**SHORT PROBLEM**
Update the data below by replacing "thickest part" with "widest part" and leaving everything else unchanged. Leave the pictures out of your answer.

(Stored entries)
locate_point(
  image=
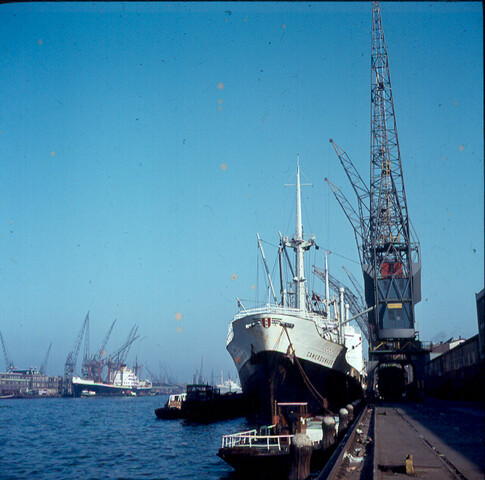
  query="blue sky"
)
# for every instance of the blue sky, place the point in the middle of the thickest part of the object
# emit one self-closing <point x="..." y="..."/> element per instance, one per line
<point x="144" y="145"/>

**ANSWER TO THE EXERCISE**
locate_point(
  image=
  query="blue sky"
)
# for every instance of the blue sky, place the point in the middle of the widest part of the object
# emit one self-closing <point x="..." y="..."/> element per instance, one per line
<point x="144" y="145"/>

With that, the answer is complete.